> Input rows:

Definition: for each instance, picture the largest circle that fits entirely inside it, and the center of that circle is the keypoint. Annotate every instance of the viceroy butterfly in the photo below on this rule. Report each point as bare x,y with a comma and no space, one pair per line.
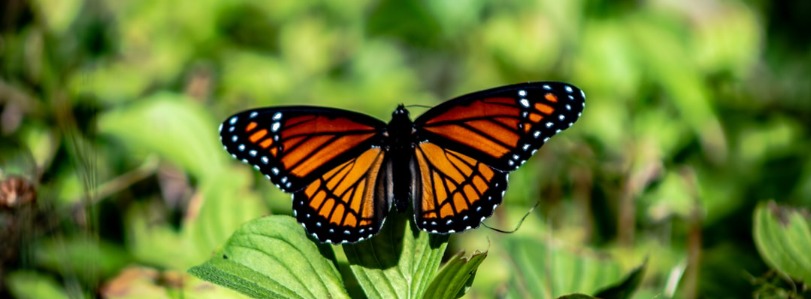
347,170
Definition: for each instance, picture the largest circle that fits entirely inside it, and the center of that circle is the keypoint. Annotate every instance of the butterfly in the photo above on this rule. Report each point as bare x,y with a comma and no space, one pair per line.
347,170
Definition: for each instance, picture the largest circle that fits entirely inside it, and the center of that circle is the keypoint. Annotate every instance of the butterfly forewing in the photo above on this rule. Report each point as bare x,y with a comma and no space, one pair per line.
457,192
292,146
503,126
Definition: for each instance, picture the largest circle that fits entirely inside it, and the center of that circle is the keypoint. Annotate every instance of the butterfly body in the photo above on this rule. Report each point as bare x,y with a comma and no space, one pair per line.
347,170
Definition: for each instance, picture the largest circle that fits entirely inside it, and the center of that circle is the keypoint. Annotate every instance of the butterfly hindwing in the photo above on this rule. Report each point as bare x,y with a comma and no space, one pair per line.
292,146
456,191
347,203
503,126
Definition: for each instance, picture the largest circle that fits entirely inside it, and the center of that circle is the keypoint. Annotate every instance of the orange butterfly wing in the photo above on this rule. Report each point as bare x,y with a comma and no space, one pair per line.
469,144
503,126
456,192
346,203
329,159
292,146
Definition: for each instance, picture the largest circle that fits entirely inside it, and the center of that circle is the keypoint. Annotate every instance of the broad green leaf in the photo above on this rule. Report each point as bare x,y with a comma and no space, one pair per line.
141,282
272,257
540,271
171,125
33,285
399,262
625,288
783,238
455,277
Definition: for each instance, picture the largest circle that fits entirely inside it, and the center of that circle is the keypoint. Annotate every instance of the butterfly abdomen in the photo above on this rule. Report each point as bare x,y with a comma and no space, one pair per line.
399,144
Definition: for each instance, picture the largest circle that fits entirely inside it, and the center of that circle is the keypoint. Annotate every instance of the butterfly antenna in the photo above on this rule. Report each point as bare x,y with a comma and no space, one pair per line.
418,106
520,222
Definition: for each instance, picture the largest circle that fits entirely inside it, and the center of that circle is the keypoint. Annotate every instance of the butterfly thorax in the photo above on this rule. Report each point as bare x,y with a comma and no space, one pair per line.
399,145
399,133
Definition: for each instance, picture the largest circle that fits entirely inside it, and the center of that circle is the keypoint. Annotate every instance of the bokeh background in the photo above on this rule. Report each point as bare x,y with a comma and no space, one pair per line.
696,112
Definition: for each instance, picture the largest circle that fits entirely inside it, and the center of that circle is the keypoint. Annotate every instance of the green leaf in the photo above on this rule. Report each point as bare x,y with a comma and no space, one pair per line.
82,257
625,288
272,257
783,238
549,272
29,284
397,263
455,277
173,126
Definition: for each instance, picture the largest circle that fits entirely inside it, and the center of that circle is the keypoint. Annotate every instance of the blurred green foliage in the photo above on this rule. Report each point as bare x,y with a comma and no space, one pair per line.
696,112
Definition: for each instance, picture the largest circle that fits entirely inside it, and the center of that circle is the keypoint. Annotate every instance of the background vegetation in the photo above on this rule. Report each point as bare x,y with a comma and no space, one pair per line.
114,182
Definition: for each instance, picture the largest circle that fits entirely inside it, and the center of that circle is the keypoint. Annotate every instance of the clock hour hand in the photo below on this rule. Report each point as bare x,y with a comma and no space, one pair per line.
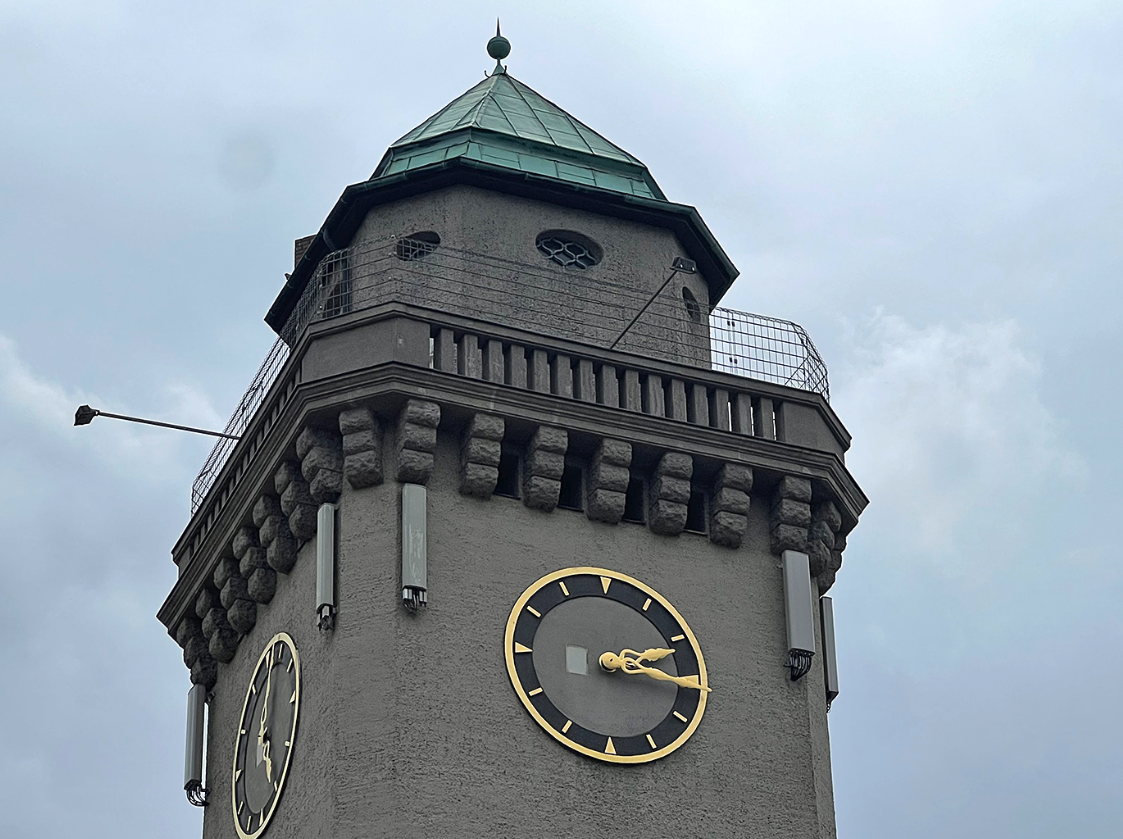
630,662
263,740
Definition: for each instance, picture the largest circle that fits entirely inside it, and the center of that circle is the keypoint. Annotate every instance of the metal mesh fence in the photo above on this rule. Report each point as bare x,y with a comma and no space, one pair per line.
592,308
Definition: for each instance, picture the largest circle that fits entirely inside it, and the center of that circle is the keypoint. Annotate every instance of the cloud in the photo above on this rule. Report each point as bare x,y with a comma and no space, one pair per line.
949,425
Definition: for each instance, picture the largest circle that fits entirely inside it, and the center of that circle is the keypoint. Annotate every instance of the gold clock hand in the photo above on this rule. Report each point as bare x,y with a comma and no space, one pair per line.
628,660
262,732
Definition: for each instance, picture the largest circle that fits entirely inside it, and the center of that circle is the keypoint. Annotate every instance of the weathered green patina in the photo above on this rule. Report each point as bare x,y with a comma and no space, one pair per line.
503,122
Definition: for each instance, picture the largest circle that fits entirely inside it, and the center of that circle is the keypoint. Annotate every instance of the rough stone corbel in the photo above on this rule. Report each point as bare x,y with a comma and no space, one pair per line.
234,594
731,490
417,440
480,455
274,534
541,484
321,463
297,502
670,492
825,520
827,578
791,514
362,437
197,654
221,638
608,481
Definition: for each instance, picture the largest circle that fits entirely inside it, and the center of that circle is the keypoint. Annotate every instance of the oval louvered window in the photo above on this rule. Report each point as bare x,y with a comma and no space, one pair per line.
417,246
568,248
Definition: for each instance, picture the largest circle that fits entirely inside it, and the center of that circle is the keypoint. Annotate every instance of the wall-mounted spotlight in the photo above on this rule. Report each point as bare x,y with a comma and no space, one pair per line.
193,759
414,548
326,567
799,609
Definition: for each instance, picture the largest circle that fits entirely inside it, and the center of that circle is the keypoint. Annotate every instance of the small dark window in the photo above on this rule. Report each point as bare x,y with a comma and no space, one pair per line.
695,512
568,249
692,306
633,502
417,246
571,495
508,483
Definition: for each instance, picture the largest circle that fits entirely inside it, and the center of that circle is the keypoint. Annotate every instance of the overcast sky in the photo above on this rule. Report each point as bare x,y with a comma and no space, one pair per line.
933,189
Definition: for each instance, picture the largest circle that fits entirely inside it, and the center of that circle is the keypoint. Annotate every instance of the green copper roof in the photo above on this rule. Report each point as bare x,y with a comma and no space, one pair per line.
504,122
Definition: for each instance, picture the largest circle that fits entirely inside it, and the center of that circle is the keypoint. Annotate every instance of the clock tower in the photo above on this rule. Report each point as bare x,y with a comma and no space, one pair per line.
522,534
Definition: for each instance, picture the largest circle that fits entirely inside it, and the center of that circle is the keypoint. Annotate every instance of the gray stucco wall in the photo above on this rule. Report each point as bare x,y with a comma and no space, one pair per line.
409,724
487,266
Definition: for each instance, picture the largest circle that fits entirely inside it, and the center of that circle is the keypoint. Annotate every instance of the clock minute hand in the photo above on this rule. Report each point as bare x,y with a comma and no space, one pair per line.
629,660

> Task brief: Reproduce every row above word for word, leaving the pictures out of your copy.

> Worked answer:
Definition: for each instance, picture the largest circle that fits entirely inside it, and the center of that circle is the keypoint. Annotate every instance of the viceroy butterfly in the photo below on this rule. Report each point as bare x,y with a comma and no space, one pair per line.
347,170
Definition: for each instance, picture the largest circle that fits entirely inside it, and the center of that circle is the keypoint. Annotate every instance of the butterfly in the photo above on this rule. Report each point as bare x,y with a comma and no space, one pair per line.
347,170
Definition: for each instance, picture the largest circle that fits entirely inside it, and the center of that circle is the keypoint. Annotate every instance of the butterfly forewing in the photo above on this rule. Report each point as bare x,y with a comma and no space, one pair per line.
457,192
292,146
503,126
Definition: for each instance, picture the largest circle that fits entirely inside it, and the center of that circle is the keypoint. Annotate every instance of the butterfly body in the photo above on this rule. Report each point as bare x,y with a comma and no space, one pair per line.
347,170
Definition: for each instance, picture the largest circle that fits entirely inside it, and the center of that circle is the keypoint. Annotate every instance of the butterfly hindwing in the photo above on this rule. Report each point as bare x,y with a comma and no space, one pair per line.
292,146
456,191
347,203
503,126
Definition: for each instance, picture the largest circle that fits entirely inside it, and the center of that circle is the keypoint. Annotate every instance of the orange butterfly wing in the photo above on this rule. Report each point as bare x,y with a comma and no space, one pair per line.
469,144
503,126
456,192
346,203
329,159
292,146
Definition: for each instance, picture the largest circle that fits entirely inside it, and the center of that circle is the keypoint. Annotate every instance of the broad green leaf in the photo above on this rule. Report each point as bare x,y with a comma and no space, one pair per line.
141,282
272,257
540,271
171,125
33,285
399,262
625,288
783,238
455,277
Definition: for each instance, picture the largest circle that fits entirely inside it, and the center of that circle is the keypoint. Annotate every instance of the butterfly abdomen in the photo above on this rule. Report each point as bare x,y with a comma and no space, one pair per line.
399,144
Definition: for each instance, picture the largest circle that fits entirely inside it, and the center of that circle is the keypoint. Annotate every instance of the butterfly antenna in the photo above on this rule. Report each point as bare x,y with a comma and no space, one pair per line.
418,106
520,222
Definition: for each instance, picture the largest circle that fits entirely inside it, and the center of that circle is the keypoint. Annotate every instance of the butterfly thorax in the photo above on this rule. Report each point as bare x,y with a comma and no space, one pair per line.
399,145
399,133
Definition: for each instance, picture the largest circle that fits entirely inside it, and the center of that circle is the keypoint. Annotate every instance of the bokeh background in the photo above on this rule. Report each point as bare x,y with a comma and no space, one pair per line.
696,112
Definition: for each instance, picture the largest circle that fits entirely inside it, and the center of that circle is the keypoint. Annotate every instance of the green leaf in the photo above on this rule. Report each point as bare x,y with a comma and no space, one pair per line.
82,257
625,288
272,257
783,238
549,272
29,284
397,263
455,277
173,126
Definition: for each instance, picture the largest circle that fits entirely inside it, and the center of that circle is the keypoint. Annotate every instance of the blurred green foliage in the photo above on this rule. Report each point as bare x,y with a comma and no space, one pair per line.
696,112
Definition: for each instance, picture the largest circle that fits entirely inside it, and the center of that circle is the keypoint. Annotate every instance of the background vegetation in the photo above on this rule. Report each point as bare x,y with a comma and no space, one pair per line.
114,182
Definition: for each instance, picture the largest circle that fits entirely inside it, and the center of that circle is the keypoint. Annotate every instance of the clock hour hand in the photo below on this rule. Report each point as bare x,y with a comma and no space, one pair per line.
630,662
263,740
Definition: for each instance, picture the largest circle that fits entirely inside it, and the center of that circle is the keypoint. Annotate every instance of the metal mesh fence in the photo above on this rule. Report each point as bare x,y with a comma and no space, one pair per line.
592,308
Definition: for each instance, picture the largest circle that fits entirely inside it, and the center of that circle is the keypoint. Annotate every instance of the cloud in the photo above on this rule. Report each point as bare x,y with a comma and no space, one pair per line.
949,425
Definition: for each instance, picture the largest circle that fits entirely inside it, and the center of that circle is the keypoint. Annotate every instance of the gold clock hand in the photo above on this rule. Report each point as bare x,y with a comma and no space, one pair per line.
628,660
262,732
Definition: for each instance, picture the largest circle that fits entirely inside it, and the center of that circle is the keypoint. Annotate every instance of the weathered green patina in the photo above on this rule. Report each point as bare x,y with a comma and no space, one pair per line.
503,122
Definition: for each instance, picture the largest circle that fits entirely inside it, and the center of that circle is the keypoint. Annotate every instance of the rough stone corbel in the photo above on this rule. Report each point as bare x,y with a comma and no space, one pair per line.
234,594
731,490
417,440
480,455
274,534
541,484
321,463
297,502
670,492
825,520
827,578
791,514
362,437
197,654
221,638
608,481
Definition: for each instance, picture the largest circle that fits entirely inside it, and the center of that circle is the keypoint. Annotate every instance of the oval louvered window in the photo above on this rule. Report each point as bare x,y with a comma and no space, one pair per line.
417,246
568,248
Definition: for each instance, picture the largest circle that fits entirely inside it, and the center of that circle is the keypoint. Annotate every instance of the wall-mounted spotlight in the photo above on this rule. Report each point as bare x,y with a comma and no space, one pair per line.
193,759
414,548
326,567
799,609
Definition: for each instance, picture the largest circle that fits entirely inside it, and the center of that circle is the keypoint. Annotate every instance of the small dark window in the photo above on this rule. Report each point as bare x,y with a comma and no space, one pair per line.
695,512
568,249
692,306
633,502
417,246
571,495
508,483
Definition: for each instance, picture the largest circle that fits entirely inside it, and the center of that circle is the keypoint. Annotate every instance of the overcast sky in the photo above on this rule. Report each point as bare x,y with a comma and no space, one pair per line.
933,189
Definition: for each instance, picture the largest circle that fits entirely inside it, and the center of that circle is the keypoint. Annotate every instance of the green copper roof in the photo above on this rule. Report each point as bare x,y with a comma and no space, one pair per line.
504,122
Definition: for each instance, picture the largest circle that fits entirely inside it, and the center of that circle is the keypoint. Annotate every instance of the clock tower in the photo above on this rule. Report each point as bare x,y with a comma and no space, one pair per line.
522,534
Definition: for each instance, picture the largest circle that fits entirely inside it, and the center of that circle is the keypoint. Annotate every instance of the gray stucco wall in the photo above on this rule. Report each point as bare x,y with a comma and no space, one pair per line.
409,724
487,266
Definition: for each instance, picture the largest circle that fits entirely inside it, and the center of that circle is the keypoint. Annotate every instance of the clock minute hand in the photo above on this rule. Report each point as bare x,y with a comma and no space, one pair per line.
629,660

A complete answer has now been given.